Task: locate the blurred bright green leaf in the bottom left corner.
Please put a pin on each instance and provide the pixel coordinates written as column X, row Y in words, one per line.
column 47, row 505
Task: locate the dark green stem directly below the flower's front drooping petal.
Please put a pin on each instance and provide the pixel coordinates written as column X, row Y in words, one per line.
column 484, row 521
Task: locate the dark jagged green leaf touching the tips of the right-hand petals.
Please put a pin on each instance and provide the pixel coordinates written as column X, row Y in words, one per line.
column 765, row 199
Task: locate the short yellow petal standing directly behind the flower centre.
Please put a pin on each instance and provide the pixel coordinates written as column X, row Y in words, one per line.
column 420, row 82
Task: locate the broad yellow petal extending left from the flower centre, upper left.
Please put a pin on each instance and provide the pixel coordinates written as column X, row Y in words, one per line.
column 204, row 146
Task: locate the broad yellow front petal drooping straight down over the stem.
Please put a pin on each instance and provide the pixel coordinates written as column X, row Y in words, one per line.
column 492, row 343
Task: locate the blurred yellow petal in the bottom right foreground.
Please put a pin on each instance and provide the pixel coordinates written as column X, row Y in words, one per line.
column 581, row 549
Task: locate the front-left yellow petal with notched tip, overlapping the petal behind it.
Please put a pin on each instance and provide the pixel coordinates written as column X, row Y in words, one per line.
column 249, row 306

- - - - -

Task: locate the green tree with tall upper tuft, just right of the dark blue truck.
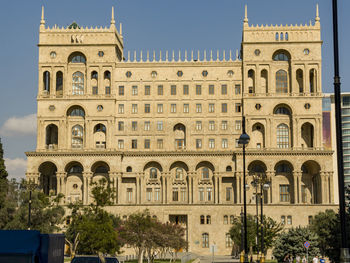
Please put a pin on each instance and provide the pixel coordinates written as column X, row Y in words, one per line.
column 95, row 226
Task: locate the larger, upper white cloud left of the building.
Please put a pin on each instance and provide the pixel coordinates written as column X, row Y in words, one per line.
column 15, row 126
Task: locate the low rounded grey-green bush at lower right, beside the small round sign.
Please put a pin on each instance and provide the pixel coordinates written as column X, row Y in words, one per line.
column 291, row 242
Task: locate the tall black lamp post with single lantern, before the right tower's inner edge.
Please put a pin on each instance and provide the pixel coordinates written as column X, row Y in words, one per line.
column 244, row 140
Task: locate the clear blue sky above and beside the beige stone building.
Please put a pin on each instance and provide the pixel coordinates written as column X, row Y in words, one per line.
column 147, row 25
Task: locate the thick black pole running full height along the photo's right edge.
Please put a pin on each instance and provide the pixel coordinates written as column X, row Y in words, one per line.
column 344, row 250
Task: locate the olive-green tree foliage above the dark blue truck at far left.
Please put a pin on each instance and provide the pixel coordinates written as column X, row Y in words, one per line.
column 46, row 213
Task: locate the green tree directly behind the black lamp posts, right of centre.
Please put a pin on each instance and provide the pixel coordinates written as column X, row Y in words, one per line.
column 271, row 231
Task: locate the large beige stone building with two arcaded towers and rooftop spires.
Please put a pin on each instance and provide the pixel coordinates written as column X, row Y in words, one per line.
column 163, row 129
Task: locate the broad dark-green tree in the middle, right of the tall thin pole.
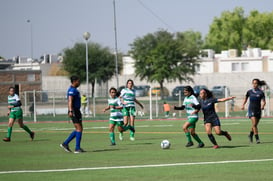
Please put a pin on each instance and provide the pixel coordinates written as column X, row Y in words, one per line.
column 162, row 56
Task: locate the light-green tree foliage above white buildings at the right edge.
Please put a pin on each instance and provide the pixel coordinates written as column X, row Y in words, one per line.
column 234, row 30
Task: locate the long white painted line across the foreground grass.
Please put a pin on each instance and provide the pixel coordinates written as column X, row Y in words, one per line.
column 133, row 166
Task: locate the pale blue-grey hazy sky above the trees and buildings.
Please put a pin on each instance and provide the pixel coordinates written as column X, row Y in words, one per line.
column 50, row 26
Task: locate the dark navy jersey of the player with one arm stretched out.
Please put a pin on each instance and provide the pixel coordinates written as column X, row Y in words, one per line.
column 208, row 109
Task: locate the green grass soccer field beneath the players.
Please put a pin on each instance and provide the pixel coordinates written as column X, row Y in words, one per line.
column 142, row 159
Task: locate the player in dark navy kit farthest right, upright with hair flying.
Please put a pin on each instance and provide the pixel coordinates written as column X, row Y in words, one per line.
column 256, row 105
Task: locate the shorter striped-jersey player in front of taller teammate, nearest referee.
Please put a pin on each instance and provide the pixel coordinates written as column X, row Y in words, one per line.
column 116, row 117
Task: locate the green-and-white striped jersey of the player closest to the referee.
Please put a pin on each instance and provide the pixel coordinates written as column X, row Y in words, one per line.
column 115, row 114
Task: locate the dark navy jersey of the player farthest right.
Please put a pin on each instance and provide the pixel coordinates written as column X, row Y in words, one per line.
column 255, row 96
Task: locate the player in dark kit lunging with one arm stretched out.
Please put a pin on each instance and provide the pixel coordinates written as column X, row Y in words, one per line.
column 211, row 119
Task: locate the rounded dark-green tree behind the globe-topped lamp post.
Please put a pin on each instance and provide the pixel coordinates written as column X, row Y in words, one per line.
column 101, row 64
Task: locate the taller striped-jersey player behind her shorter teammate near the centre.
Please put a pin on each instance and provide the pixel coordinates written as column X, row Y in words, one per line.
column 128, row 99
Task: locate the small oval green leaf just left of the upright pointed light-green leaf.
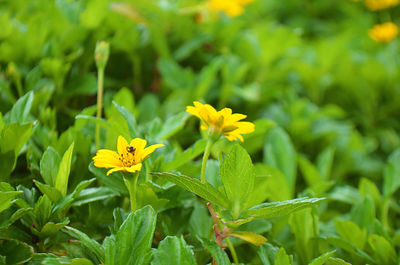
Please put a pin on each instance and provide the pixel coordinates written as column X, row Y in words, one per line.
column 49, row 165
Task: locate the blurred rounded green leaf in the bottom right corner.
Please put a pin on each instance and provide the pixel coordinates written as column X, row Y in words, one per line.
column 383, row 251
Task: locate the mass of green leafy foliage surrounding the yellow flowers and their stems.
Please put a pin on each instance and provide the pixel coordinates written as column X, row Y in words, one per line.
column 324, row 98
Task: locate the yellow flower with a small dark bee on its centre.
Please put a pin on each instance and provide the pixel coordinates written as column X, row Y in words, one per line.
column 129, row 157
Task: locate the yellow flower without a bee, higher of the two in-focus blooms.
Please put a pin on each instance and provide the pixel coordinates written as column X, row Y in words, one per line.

- - - - -

> _EXERCISE BRIEF_
Scan the lines above for the word "black", then copy each line that has it.

> _WRITTEN ANSWER_
Task: locate the tall black lamp post with single lantern, before the right tower's inner edge.
Task: locate the thick black pole running full height along the photo's right edge.
Task: locate the green tree directly behind the black lamp posts, right of centre.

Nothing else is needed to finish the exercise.